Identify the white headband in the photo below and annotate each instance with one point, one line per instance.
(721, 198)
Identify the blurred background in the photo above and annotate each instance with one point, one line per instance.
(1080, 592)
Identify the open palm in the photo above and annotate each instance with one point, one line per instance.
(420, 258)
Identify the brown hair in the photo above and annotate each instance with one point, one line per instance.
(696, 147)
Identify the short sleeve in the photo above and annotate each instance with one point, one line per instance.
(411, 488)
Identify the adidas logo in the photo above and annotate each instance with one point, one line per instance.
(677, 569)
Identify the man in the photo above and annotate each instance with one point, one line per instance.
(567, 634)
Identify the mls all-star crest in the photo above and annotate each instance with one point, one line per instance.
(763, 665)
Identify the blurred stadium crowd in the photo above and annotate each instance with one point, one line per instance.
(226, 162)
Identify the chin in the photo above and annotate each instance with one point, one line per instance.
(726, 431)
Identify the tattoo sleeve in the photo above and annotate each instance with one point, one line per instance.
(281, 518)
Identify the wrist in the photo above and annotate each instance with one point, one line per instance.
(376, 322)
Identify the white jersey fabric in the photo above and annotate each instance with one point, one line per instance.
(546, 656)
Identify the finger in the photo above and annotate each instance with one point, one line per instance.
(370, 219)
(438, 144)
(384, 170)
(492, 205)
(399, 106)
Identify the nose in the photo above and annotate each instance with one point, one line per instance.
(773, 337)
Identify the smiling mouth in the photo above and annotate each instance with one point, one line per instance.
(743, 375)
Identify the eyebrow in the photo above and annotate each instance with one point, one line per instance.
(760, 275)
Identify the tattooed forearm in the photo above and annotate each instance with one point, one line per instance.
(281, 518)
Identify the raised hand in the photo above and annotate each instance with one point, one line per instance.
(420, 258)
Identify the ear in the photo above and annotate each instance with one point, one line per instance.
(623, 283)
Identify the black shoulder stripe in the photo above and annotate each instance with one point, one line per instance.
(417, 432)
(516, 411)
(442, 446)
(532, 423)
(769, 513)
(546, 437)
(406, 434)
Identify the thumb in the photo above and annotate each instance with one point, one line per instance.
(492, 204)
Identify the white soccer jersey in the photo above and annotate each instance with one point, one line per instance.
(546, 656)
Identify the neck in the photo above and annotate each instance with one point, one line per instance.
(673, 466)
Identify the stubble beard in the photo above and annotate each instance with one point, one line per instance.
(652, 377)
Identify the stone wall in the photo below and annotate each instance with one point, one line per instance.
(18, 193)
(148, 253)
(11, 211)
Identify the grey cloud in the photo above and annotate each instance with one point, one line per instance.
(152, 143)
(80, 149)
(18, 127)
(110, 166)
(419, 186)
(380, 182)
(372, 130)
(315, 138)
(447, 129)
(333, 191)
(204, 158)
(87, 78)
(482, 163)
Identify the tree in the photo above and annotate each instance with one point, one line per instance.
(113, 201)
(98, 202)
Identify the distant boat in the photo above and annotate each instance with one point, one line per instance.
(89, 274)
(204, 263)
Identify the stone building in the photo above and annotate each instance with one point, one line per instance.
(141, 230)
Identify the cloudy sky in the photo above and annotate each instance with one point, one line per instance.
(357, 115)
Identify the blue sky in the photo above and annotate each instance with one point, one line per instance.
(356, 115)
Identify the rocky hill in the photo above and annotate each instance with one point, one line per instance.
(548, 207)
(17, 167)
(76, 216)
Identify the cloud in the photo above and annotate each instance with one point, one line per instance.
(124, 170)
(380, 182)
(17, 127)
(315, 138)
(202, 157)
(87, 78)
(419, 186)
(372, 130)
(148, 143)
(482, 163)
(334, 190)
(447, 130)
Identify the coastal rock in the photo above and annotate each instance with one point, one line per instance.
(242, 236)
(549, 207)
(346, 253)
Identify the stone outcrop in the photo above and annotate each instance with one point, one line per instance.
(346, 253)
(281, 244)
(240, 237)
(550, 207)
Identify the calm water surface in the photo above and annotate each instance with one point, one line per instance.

▸ **Direction**: Update the whole listing by changing every "annotate" to "mark", keeping everything else the same.

▸ **Answer below**:
Identify the white headband in the photo below and mark each instance with one point, one line per instance.
(721, 198)
Identify the blurred background in the photo above and mark each instance with one point, one line per instance.
(1080, 592)
Identify the open palm in the photo above and mark each instance with one point, one line per instance.
(420, 258)
Identify the brown hair in the photo above and mark each instance with one point, one line per instance.
(696, 147)
Identify the short sleeve in the photo above and mark each instance with one point, one line per instance.
(411, 488)
Identify the adidas logo in the photo above and mark each instance with one point, one line per instance.
(677, 569)
Identify the man in the photo above and mark each instance with one point, one line per instance.
(567, 634)
Identify the mls all-star crest in the photo above and mark each instance with one point, one line per instance.
(763, 665)
Identify the blurred stadium crowd in the photo above and mark each instance with one point, one line per instance.
(226, 162)
Identify the chin in the photo above and mark each instance with one point, one line per instance.
(726, 431)
Identify the tattoo sleeve in the photo above and mark each instance with one point, one line per instance.
(281, 518)
Identify the wrist in the photo above and mark each instance with one point, one line per instance.
(376, 322)
Identify the white jersey fabric in the photo above and mark each instance with one point, one line per instance.
(546, 656)
Identify the finger in the photo above and mark each instance with one point, one line per instance.
(370, 219)
(438, 144)
(384, 170)
(492, 205)
(399, 106)
Identify the nose in the photo above and mark each instance with one point, one line per instance.
(773, 337)
Identify the smiling mouth in the photo above and mark each instance with one point, one line per instance.
(743, 375)
Identify the eyebrow in the photo above and mark each instance with one point, one line per instance.
(760, 275)
Identify the tattooed forearm in the photo above and mark each instance with one point, one line per instance.
(281, 518)
Identify the raised hand in the photo above and mark each instance with one point, one line per instance.
(420, 258)
Identify the ear in the photo above and mark each instance with one point, one line per instance.
(623, 283)
Identify the black shoulder stripe in the photo above and mark each instance with one point, one line per instance.
(417, 432)
(516, 411)
(442, 446)
(532, 423)
(769, 513)
(546, 437)
(406, 434)
Identify the thumb in the photo above and mark each instance with one point, one line per instance.
(492, 204)
Identify the white soccer jersey in the photo above and mark each instance with one point, one line per instance.
(546, 656)
Identify the neck in the photo above and mark each instance with one point, one line per instance.
(673, 466)
Identify the stubble beard in the photo above and mark each instance with one point, one line per instance.
(652, 377)
Identify the stone wall in the photo below and mark each instance with one point, one line per instance.
(18, 193)
(148, 253)
(11, 211)
Identify the grey cloud in the photo above and mark each instance with one point, one line per instance.
(152, 143)
(80, 149)
(18, 127)
(110, 166)
(419, 186)
(380, 182)
(372, 130)
(315, 138)
(447, 129)
(333, 191)
(204, 158)
(87, 78)
(482, 163)
Identify the tree in the photo above and mark each instance with one point, one line per instance.
(113, 201)
(98, 202)
Identify the distant boat in the photo above and mark each instance with one point, one line per instance.
(89, 274)
(204, 263)
Identify the stone building in the photo above and mark each instance with one point, one line per instance.
(141, 230)
Identify the cloudy sky in the photo above and mark each instance with one point, one line per instance.
(357, 115)
Identify the blue sky in the photo above and mark each instance with one point, one line per instance.
(356, 115)
Identify the rocky hill in the photo above and mark each instance with one point, one line per instance.
(548, 207)
(17, 167)
(76, 216)
Identify the cloud in the photo above and mark each instance with one point, one line per instance.
(124, 170)
(380, 182)
(17, 127)
(315, 138)
(202, 157)
(87, 78)
(419, 186)
(372, 130)
(148, 143)
(482, 163)
(334, 190)
(447, 130)
Identify the coastal rock in the photo above and mark each instance with one point, one line per instance.
(242, 236)
(549, 207)
(346, 253)
Identify the stone outcrop in the photo above and mark each instance with one point, one line per instance.
(346, 253)
(281, 244)
(240, 237)
(550, 207)
Identify the calm water surface in the photo above and mark each instance with one point, one line per instance.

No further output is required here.